──────── Supplied data ────────

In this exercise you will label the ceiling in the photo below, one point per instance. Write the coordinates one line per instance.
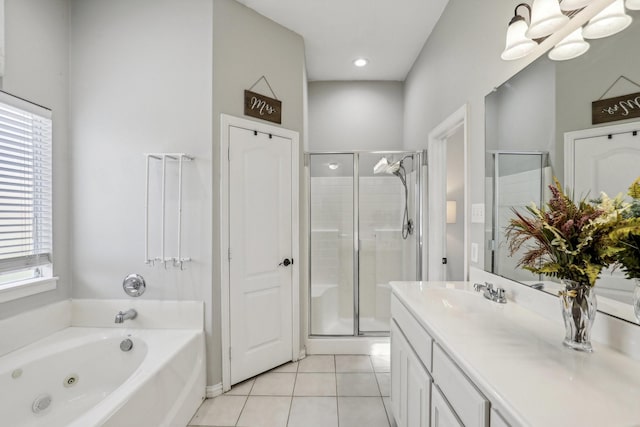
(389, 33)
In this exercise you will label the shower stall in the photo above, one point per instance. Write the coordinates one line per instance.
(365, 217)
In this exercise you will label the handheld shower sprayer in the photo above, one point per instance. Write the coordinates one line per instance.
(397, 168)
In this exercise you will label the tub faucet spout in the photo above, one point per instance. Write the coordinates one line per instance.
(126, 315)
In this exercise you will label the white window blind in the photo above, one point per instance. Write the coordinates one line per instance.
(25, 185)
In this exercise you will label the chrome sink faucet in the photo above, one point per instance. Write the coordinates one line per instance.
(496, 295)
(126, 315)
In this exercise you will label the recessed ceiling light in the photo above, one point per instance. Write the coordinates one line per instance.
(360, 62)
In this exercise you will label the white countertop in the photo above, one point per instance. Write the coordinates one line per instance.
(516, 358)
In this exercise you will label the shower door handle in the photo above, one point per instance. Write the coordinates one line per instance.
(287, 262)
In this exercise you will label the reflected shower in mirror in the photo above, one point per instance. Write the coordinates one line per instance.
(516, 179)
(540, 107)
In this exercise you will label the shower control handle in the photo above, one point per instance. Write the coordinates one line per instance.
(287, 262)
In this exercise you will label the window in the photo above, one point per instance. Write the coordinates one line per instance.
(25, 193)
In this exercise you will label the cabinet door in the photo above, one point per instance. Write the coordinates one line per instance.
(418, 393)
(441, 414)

────────
──────── Supplied data ────────

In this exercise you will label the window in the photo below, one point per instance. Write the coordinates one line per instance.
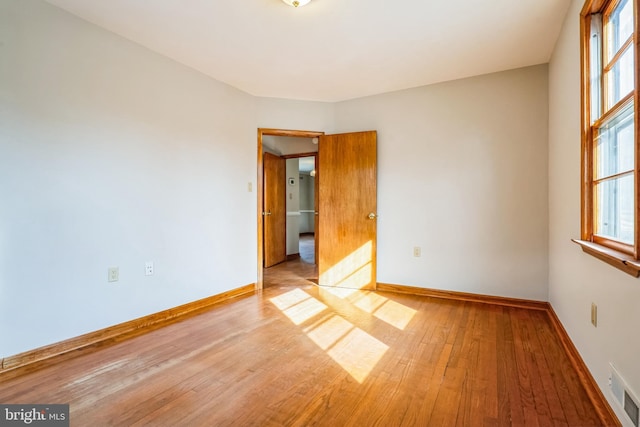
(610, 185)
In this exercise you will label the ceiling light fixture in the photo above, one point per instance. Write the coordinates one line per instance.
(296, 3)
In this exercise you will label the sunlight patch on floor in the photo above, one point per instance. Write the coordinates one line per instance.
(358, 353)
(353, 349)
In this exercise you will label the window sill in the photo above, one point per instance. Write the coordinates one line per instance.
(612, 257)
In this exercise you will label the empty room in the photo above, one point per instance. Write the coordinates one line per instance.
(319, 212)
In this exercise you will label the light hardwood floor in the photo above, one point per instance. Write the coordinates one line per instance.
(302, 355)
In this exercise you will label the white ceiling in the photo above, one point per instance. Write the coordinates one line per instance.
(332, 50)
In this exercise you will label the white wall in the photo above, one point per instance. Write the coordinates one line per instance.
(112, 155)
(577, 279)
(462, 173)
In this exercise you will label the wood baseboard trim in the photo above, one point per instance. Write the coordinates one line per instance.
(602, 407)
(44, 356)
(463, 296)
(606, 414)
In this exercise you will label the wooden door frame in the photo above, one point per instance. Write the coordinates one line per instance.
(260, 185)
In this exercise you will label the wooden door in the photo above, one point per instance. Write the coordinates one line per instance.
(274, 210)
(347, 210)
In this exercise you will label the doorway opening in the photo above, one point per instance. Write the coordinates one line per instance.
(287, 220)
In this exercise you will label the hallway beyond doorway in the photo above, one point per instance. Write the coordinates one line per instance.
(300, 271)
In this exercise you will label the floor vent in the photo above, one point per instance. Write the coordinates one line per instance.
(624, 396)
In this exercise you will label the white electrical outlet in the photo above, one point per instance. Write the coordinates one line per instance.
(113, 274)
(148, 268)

────────

=== Directions ===
Which lines of the items above contain the word "doorway"? Identify each one and copy it in full, treating uppercase and lowercase as different.

=== Answer to this task ===
In this exercise you will label the doorway opening in the photo above, one point per instance. Write the coordinates one line per instance.
In this exercise you will label the hallway beyond doorway in the photo above, one point per instance. Write the coordinates one line per instance.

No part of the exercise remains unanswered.